Task goal: From the records, return each line that has the word "metal" in it.

--- Records provided Enclosed Below ---

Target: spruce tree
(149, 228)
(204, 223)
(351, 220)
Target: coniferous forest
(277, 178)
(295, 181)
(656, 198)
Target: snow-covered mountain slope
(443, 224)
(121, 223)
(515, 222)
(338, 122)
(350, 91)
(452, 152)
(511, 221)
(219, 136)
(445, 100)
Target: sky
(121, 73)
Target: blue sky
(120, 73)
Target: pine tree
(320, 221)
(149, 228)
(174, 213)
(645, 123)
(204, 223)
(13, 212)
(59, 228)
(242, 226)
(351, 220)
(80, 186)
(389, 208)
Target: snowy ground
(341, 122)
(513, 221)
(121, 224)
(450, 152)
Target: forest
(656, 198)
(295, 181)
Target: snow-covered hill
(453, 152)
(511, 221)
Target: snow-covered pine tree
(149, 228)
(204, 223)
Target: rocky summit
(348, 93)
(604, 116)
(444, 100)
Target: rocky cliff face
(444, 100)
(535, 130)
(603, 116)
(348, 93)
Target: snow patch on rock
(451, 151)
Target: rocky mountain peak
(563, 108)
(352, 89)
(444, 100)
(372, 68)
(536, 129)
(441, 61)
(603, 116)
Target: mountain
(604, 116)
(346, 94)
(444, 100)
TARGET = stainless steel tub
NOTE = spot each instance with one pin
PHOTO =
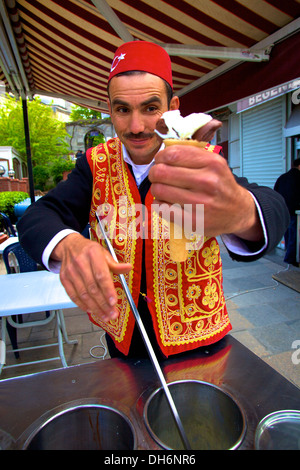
(211, 418)
(82, 426)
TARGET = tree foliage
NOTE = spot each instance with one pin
(47, 134)
(79, 112)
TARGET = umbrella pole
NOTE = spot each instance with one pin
(28, 149)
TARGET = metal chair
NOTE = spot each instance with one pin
(8, 225)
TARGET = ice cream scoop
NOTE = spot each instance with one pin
(197, 129)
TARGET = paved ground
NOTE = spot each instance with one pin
(265, 317)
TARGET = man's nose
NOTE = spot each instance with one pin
(136, 123)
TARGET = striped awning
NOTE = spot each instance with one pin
(64, 48)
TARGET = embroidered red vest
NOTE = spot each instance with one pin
(186, 300)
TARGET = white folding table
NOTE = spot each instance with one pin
(25, 293)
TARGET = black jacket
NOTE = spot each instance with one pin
(68, 206)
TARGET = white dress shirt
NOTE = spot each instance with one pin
(232, 242)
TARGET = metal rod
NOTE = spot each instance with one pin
(148, 344)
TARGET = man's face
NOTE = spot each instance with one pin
(135, 105)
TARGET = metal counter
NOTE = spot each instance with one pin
(126, 385)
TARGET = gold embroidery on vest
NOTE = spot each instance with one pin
(204, 309)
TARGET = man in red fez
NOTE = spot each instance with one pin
(137, 165)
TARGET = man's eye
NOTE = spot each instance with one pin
(151, 109)
(122, 110)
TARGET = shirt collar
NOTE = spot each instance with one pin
(140, 171)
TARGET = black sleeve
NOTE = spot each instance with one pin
(275, 214)
(65, 206)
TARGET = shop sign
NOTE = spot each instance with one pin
(267, 95)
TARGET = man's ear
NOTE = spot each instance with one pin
(174, 103)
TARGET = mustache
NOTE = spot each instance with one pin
(140, 135)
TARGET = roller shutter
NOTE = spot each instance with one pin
(263, 143)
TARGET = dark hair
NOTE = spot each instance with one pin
(169, 89)
(296, 162)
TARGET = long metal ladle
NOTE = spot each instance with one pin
(147, 344)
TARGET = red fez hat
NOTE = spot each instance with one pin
(143, 56)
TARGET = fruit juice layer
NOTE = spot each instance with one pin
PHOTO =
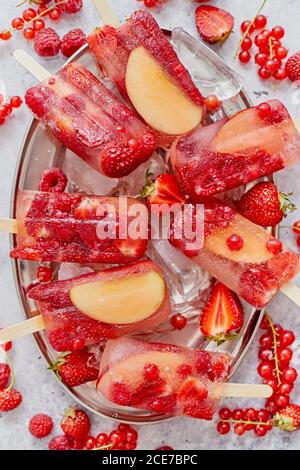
(89, 120)
(148, 73)
(162, 378)
(251, 144)
(95, 307)
(242, 255)
(65, 227)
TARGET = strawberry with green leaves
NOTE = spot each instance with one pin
(222, 316)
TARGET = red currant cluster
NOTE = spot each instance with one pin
(32, 20)
(122, 438)
(7, 108)
(274, 368)
(270, 53)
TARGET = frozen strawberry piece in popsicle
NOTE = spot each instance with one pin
(241, 255)
(148, 73)
(162, 378)
(234, 152)
(64, 227)
(89, 120)
(95, 307)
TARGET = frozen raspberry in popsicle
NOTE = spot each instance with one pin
(148, 73)
(89, 120)
(66, 227)
(251, 144)
(240, 254)
(95, 307)
(162, 378)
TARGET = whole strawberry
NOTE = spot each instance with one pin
(9, 399)
(213, 24)
(4, 375)
(288, 418)
(74, 368)
(292, 67)
(40, 425)
(265, 205)
(75, 424)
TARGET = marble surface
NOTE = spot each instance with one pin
(40, 391)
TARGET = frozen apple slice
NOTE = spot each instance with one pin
(120, 301)
(161, 103)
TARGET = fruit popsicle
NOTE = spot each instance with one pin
(148, 73)
(89, 120)
(95, 307)
(240, 254)
(64, 227)
(162, 378)
(253, 143)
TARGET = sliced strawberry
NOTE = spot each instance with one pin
(213, 24)
(222, 316)
(163, 190)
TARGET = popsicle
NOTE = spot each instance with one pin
(89, 120)
(253, 143)
(164, 378)
(240, 254)
(148, 73)
(95, 307)
(67, 227)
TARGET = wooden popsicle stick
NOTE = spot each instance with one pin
(292, 292)
(36, 69)
(106, 12)
(246, 390)
(8, 225)
(24, 328)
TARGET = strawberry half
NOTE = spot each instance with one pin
(163, 190)
(265, 205)
(222, 316)
(213, 24)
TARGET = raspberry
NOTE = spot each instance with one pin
(59, 443)
(72, 41)
(72, 6)
(4, 375)
(53, 180)
(40, 425)
(47, 42)
(292, 67)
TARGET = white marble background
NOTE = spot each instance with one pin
(40, 391)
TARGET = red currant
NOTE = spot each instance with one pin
(178, 321)
(17, 23)
(225, 413)
(235, 242)
(212, 103)
(286, 337)
(246, 44)
(239, 429)
(223, 428)
(289, 375)
(263, 73)
(247, 25)
(29, 33)
(261, 58)
(29, 14)
(15, 101)
(265, 370)
(260, 21)
(244, 56)
(278, 32)
(55, 14)
(5, 35)
(44, 274)
(281, 52)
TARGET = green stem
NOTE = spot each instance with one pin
(249, 27)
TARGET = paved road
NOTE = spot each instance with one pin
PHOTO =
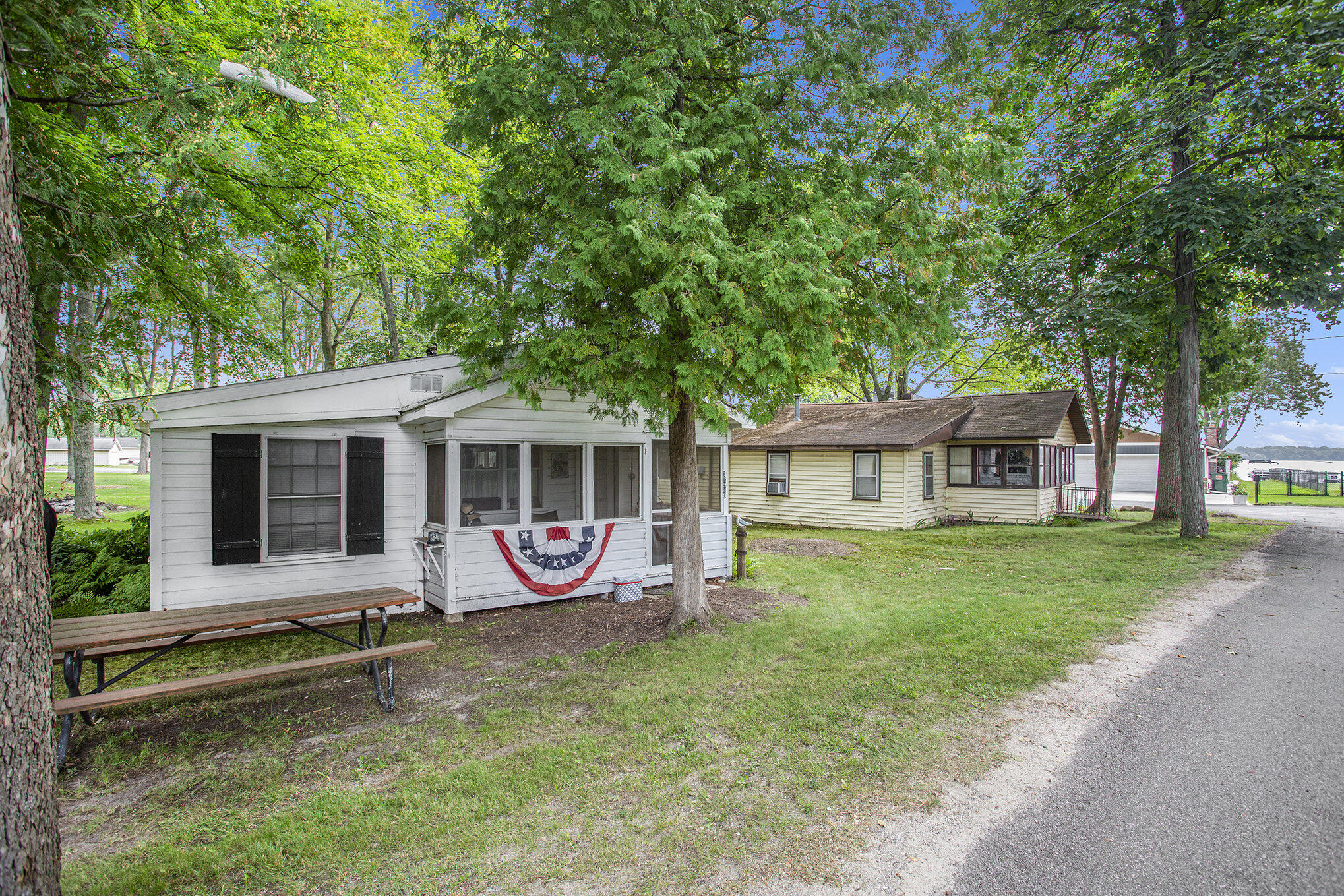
(1219, 773)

--- End of Enclosed Records provided ---

Answer box:
TARGET = metal chair
TARGET = metal rod
TARGET = metal counter
TARGET = long metal ladle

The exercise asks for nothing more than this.